**What this task involves**
Copy each of the entries below faithfully, setting aside any pictures.

**Records provided**
"""

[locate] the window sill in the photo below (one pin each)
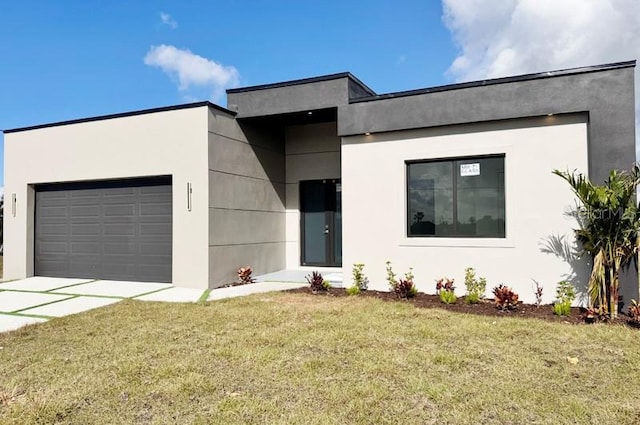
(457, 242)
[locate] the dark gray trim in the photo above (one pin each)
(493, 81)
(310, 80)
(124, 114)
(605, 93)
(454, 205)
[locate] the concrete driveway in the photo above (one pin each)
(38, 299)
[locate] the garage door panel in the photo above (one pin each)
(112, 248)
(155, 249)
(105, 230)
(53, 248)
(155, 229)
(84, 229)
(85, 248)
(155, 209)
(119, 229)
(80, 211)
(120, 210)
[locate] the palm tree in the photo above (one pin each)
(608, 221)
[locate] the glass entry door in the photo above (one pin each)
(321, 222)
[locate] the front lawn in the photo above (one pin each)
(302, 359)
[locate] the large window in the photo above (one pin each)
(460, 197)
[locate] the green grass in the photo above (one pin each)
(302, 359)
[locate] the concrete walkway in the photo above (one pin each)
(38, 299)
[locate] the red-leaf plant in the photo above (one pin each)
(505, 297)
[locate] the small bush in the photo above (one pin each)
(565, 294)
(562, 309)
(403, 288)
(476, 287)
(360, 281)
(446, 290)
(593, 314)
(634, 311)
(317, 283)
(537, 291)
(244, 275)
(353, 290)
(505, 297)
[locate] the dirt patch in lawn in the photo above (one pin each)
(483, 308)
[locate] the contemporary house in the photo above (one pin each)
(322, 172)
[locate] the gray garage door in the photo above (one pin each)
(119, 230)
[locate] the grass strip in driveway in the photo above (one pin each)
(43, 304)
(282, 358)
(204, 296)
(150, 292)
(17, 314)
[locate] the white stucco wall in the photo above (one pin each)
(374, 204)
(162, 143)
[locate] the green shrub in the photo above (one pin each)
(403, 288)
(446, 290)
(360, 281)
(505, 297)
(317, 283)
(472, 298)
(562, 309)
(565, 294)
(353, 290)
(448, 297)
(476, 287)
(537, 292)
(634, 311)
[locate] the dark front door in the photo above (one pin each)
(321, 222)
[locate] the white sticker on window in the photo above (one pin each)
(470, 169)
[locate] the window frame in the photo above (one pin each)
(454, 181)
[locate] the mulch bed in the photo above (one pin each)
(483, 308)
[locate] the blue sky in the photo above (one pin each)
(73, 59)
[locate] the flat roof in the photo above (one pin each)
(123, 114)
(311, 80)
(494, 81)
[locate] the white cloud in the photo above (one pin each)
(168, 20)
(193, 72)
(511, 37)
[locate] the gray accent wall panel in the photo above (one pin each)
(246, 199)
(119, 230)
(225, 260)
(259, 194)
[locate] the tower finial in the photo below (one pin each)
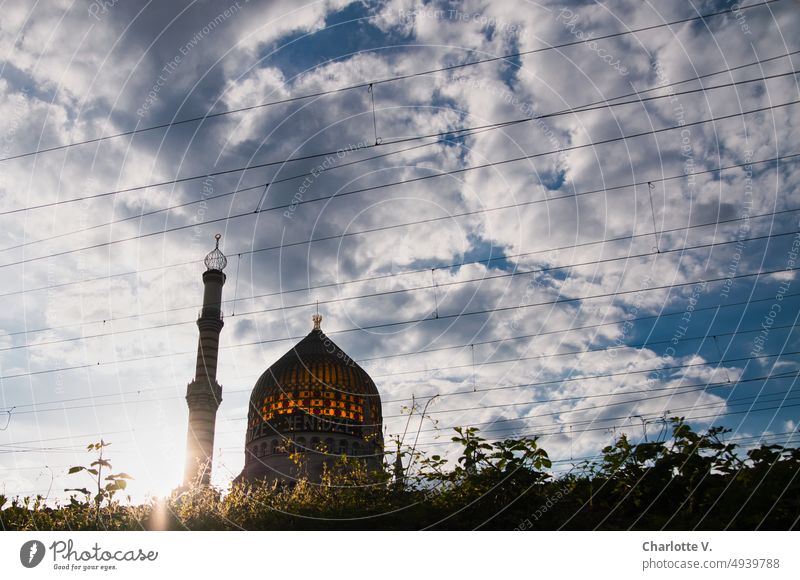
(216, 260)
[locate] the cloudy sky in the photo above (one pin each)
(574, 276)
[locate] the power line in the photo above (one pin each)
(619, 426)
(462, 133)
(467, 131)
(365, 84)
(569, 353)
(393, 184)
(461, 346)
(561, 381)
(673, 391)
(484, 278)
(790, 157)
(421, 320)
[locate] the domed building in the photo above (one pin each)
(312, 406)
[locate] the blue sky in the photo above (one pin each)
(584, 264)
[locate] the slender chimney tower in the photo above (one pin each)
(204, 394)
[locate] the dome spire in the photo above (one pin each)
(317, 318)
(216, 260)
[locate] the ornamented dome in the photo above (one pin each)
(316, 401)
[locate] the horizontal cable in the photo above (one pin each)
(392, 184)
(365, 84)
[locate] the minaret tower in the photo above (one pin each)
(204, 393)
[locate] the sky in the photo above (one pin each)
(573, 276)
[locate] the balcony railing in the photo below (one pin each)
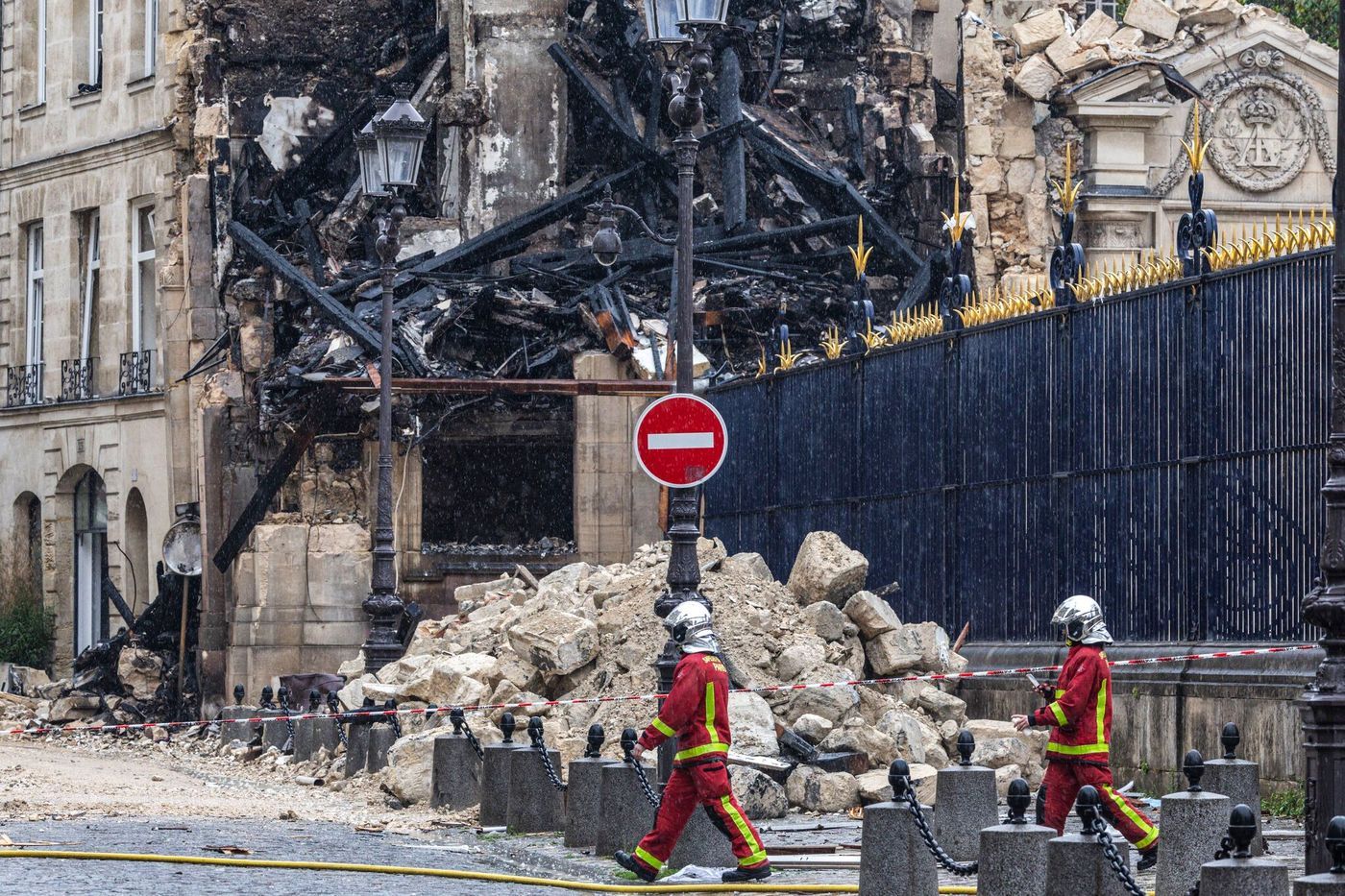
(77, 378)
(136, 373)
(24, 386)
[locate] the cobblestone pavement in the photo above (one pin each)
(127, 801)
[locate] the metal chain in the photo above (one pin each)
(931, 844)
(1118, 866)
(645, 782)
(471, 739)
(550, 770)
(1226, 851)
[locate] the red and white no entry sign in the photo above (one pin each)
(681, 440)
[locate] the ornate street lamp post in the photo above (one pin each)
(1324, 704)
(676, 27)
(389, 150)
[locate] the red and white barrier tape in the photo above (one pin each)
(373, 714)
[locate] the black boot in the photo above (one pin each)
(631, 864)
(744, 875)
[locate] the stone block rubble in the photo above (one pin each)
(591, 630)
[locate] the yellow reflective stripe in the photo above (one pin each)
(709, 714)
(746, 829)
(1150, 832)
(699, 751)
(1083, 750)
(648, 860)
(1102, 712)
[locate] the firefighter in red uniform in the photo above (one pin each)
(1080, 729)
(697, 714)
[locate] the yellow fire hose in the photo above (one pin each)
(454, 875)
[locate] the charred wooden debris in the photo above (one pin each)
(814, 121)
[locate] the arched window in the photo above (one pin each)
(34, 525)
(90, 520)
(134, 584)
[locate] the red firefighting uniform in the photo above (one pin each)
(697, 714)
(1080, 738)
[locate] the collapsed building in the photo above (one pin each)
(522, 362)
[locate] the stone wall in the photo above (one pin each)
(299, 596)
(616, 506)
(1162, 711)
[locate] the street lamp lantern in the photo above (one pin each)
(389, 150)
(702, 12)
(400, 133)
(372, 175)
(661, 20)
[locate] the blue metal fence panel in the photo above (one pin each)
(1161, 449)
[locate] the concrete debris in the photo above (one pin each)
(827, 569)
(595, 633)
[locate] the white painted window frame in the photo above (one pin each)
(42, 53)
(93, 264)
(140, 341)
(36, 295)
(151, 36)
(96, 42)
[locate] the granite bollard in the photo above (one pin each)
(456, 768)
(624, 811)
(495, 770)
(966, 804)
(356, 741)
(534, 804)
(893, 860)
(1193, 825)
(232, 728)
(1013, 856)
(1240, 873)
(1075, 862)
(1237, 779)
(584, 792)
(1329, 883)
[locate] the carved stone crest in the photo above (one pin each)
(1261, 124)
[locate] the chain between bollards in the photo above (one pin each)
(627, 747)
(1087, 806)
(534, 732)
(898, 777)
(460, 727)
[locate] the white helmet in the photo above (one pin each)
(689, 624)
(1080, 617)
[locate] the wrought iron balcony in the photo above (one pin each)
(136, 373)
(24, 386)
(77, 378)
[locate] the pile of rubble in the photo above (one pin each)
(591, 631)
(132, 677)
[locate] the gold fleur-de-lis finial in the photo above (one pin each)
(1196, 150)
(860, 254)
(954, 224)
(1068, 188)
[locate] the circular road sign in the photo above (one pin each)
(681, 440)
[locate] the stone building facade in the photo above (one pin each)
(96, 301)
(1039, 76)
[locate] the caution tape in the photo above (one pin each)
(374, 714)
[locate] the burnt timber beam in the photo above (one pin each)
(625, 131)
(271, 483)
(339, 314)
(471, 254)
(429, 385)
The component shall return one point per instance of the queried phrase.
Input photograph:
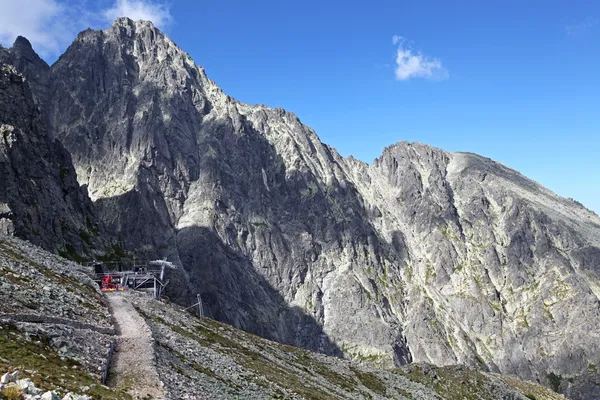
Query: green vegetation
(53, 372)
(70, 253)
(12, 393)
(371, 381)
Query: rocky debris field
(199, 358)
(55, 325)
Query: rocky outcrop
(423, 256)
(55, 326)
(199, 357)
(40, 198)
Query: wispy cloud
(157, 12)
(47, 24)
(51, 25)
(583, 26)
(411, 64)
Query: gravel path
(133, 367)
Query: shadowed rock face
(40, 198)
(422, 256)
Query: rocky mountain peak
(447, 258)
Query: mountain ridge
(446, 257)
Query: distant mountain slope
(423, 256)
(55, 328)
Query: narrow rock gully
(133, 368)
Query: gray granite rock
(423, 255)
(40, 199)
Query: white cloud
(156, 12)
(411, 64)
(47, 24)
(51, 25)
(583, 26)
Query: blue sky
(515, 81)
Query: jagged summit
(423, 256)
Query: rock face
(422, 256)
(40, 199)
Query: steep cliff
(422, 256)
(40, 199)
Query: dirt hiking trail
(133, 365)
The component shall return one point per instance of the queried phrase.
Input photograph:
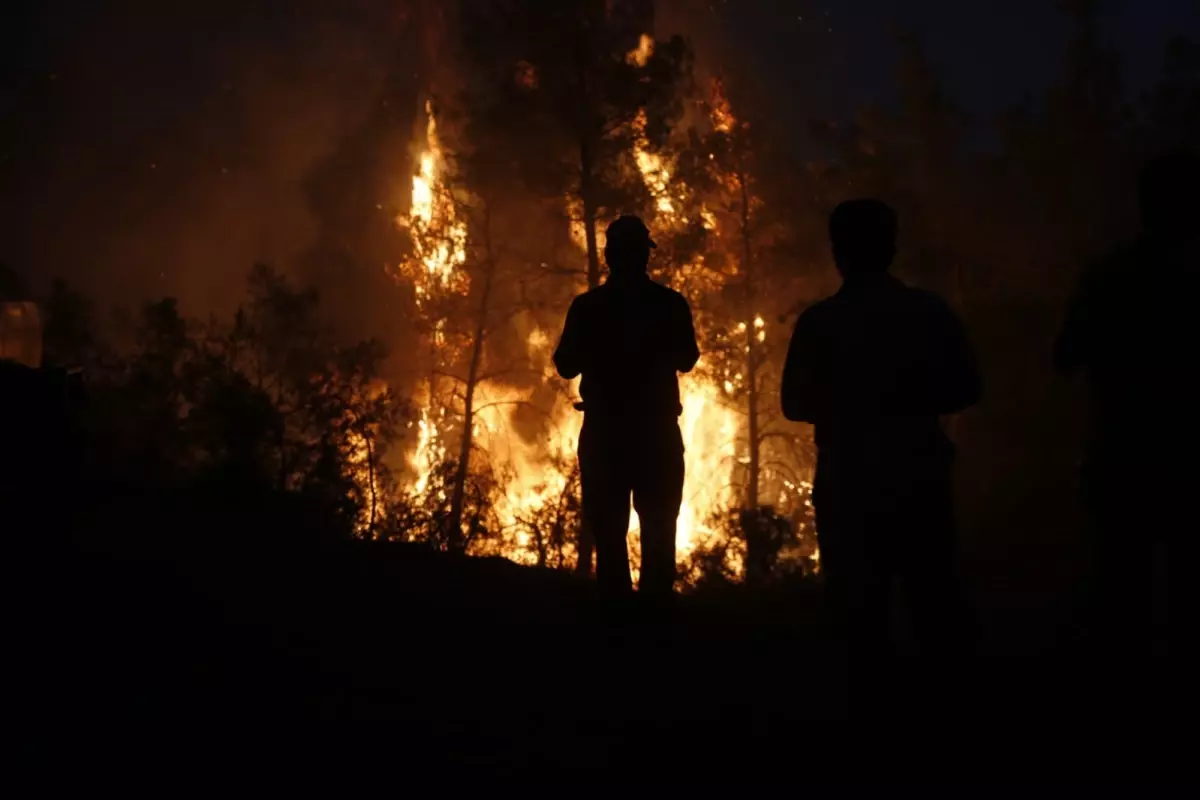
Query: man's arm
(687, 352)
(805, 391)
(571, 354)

"""

**Complete response**
[locate] the window sill in the photo below (one pin each)
(457, 242)
[locate] the dark gray trim in the photo above (one pin each)
(493, 81)
(310, 80)
(124, 114)
(605, 93)
(454, 205)
[locate] the concrete driveway in the photo above (one pin each)
(38, 299)
[locate] the garage door panel in the photo above (one pin each)
(112, 248)
(155, 249)
(105, 230)
(53, 248)
(155, 229)
(84, 229)
(85, 248)
(155, 209)
(119, 229)
(80, 211)
(120, 210)
[locate] the palm tree in the photo above (one pin each)
(608, 221)
[locate] the glass entry door in the photo above (one pin each)
(321, 222)
[locate] the front lawn in the photo above (one pin each)
(302, 359)
[locate] the large window in the photo above (one pin each)
(460, 197)
[locate] the green grass in the photo above (one pin each)
(302, 359)
[locate] the concrete walkway in the photo above (one pin each)
(38, 299)
[locate] the red-leaf plant in the photo above (one pin each)
(505, 297)
[locate] the small bush in the photo above (one pin each)
(565, 294)
(562, 309)
(403, 288)
(476, 287)
(360, 281)
(446, 290)
(593, 314)
(634, 311)
(317, 283)
(537, 291)
(244, 275)
(353, 290)
(505, 297)
[locate] the dirt patch in lawn in the photo above (one pin each)
(483, 308)
[locate] the contemporary house in the photo above (one pin each)
(322, 172)
[locate] the gray garage door in the photo above (one pin each)
(119, 230)
[locate] the grass strip in driveway in the photo above (one pin each)
(43, 304)
(282, 358)
(204, 296)
(150, 292)
(17, 314)
[locate] the white stucco wall in the photo above (one pin each)
(374, 204)
(162, 143)
[locate] the green shrub in the photo above (one pin each)
(403, 288)
(446, 290)
(360, 281)
(505, 297)
(317, 283)
(472, 298)
(562, 309)
(565, 294)
(353, 290)
(448, 297)
(476, 287)
(537, 292)
(634, 311)
[locate] the dark front door in the photo above (one pin each)
(321, 222)
[locate] the white sticker on window in the photo above (one pin each)
(470, 169)
[locate] the window frame in the photo above (one pin each)
(454, 181)
[locate] the mulch bed in the photo above (one pin each)
(483, 308)
[locate] the blue sky in the photo above (one pin each)
(73, 59)
[locate] the flat roof in the photo above (one pin each)
(123, 114)
(311, 80)
(494, 81)
[locate] the white cloud in the photo above (one pin each)
(168, 20)
(193, 72)
(511, 37)
[locate] the gray accent wall panel in the photo above (one pin each)
(246, 199)
(119, 230)
(225, 260)
(259, 194)
[locate] the tower finial in the photo below (one pin each)
(216, 260)
[locate] the cloudy sky in the photo above (one pin each)
(574, 276)
[locate] the power line in the photo above (one pin each)
(619, 426)
(462, 133)
(467, 131)
(365, 84)
(569, 353)
(393, 184)
(461, 346)
(561, 381)
(673, 391)
(484, 278)
(790, 157)
(421, 320)
[locate] the domed building in the photo above (one pin each)
(312, 406)
[locate] the blue sky in the photo above (one pin each)
(584, 264)
[locate] the slender chimney tower in the photo above (one pin each)
(204, 394)
[locate] the dome spire in the photo above (one pin each)
(317, 318)
(216, 260)
[locate] the ornamented dome in the photo above (one pin each)
(316, 401)
[locate] the horizontal cable in the photo above (one pin each)
(392, 184)
(365, 84)
[locate] the minaret tower in the photo above (one pin each)
(204, 393)
[locate] the sky in the photo above (one pin each)
(573, 276)
[locate] the balcony railing in the photo below (one pin each)
(77, 378)
(136, 373)
(24, 386)
[locate] the cobblestone pavement in the photo above (one pin each)
(127, 801)
[locate] the metal chain in the photo above (one pin each)
(931, 844)
(1118, 866)
(645, 782)
(471, 739)
(550, 770)
(1226, 851)
[locate] the red and white no entry sign in the photo above (one pin each)
(681, 440)
[locate] the ornate street lamp post in the photo above (one pin each)
(1324, 704)
(676, 27)
(389, 150)
[locate] the red and white barrier tape in the photo above (one pin each)
(373, 714)
[locate] the black boot in the photo above (one pin each)
(631, 864)
(744, 875)
[locate] the stone block rubble in the photo above (one pin each)
(591, 630)
[locate] the yellow reflective stripe in the photo above (one pin each)
(709, 714)
(746, 829)
(1150, 832)
(699, 751)
(1083, 750)
(648, 860)
(1102, 712)
[locate] the firefighter in red uniform in the photo above (one pin each)
(1080, 729)
(697, 714)
[locate] the yellow fire hose in the photo above (one pin each)
(454, 875)
[locate] the charred wooden debris in the photo above (one pin each)
(814, 121)
[locate] the arched window in the photo above (one pin each)
(34, 525)
(90, 520)
(134, 584)
[locate] the red firefighting uniform in the photo above (one pin each)
(697, 714)
(1080, 738)
[locate] the collapsed building in the photo above (one pin each)
(522, 362)
[locate] the stone wall in the photo above (one pin each)
(299, 596)
(616, 506)
(1162, 711)
[locate] the street lamp lantern in the photo above (one pin each)
(389, 150)
(702, 12)
(400, 133)
(372, 175)
(661, 20)
[locate] the blue metal fence panel in the photo above (one pin each)
(1161, 449)
[locate] the concrete debris in the photo above (one pin each)
(827, 569)
(595, 633)
[locate] the white painted window frame in the photo above (one pin each)
(42, 53)
(93, 264)
(140, 341)
(36, 295)
(151, 36)
(96, 42)
[locate] the granite bollard in the photo above (one pin each)
(456, 768)
(624, 811)
(495, 770)
(966, 804)
(356, 741)
(534, 804)
(893, 860)
(1193, 825)
(232, 728)
(1013, 856)
(1240, 873)
(1075, 862)
(1237, 779)
(584, 792)
(1329, 883)
[locate] the carved stone crest in the photo above (one pin each)
(1261, 124)
[locate] the chain between bollards in the photo above (one pin each)
(627, 747)
(1087, 806)
(534, 732)
(898, 777)
(460, 727)
[locate] the white helmet in the photo above (one pin each)
(689, 624)
(1080, 617)
[locate] the wrought iron balcony in the photo above (one pin each)
(136, 373)
(24, 386)
(77, 378)
[locate] the pile of rubble in the photo above (one pin each)
(591, 631)
(132, 677)
[locate] the gold fleur-de-lis finial in the photo above (one pin each)
(1196, 150)
(860, 254)
(954, 224)
(1068, 188)
[locate] the circular road sign in the photo above (one pin each)
(681, 440)
[locate] the stone building facade in the photo above (one pin each)
(96, 301)
(1039, 76)
[locate] the caution tape in the photo above (one pin each)
(374, 714)
[locate] the burnt timber beam in the photo above (one pin each)
(625, 131)
(271, 483)
(339, 314)
(471, 254)
(429, 385)
The component shall return one point per instance of the queried phrase.
Input photograph:
Query: green vegetation
(53, 372)
(70, 253)
(12, 393)
(371, 381)
Query: rocky debris field
(199, 358)
(55, 325)
Query: rocky outcrop
(423, 256)
(55, 326)
(199, 357)
(40, 198)
Query: wispy cloud
(157, 12)
(47, 24)
(51, 25)
(583, 26)
(411, 64)
Query: gravel path
(133, 367)
Query: shadowed rock face
(40, 198)
(422, 256)
Query: rocky mountain peak
(447, 258)
Query: mountain ridge
(446, 257)
Query: distant mountain slope
(423, 256)
(55, 328)
Query: narrow rock gully
(133, 368)
Query: gray granite rock
(423, 255)
(40, 199)
Query: white cloud
(156, 12)
(411, 64)
(47, 24)
(51, 25)
(583, 26)
Query: blue sky
(515, 81)
Query: jagged summit
(423, 256)
Query: rock face
(422, 256)
(40, 199)
Query: steep cliff
(422, 256)
(40, 199)
Query: dirt hiking trail
(133, 365)
The component shall return one point per instance of the queried phrase.
Input photograph:
Query: man's arm
(687, 352)
(805, 391)
(571, 354)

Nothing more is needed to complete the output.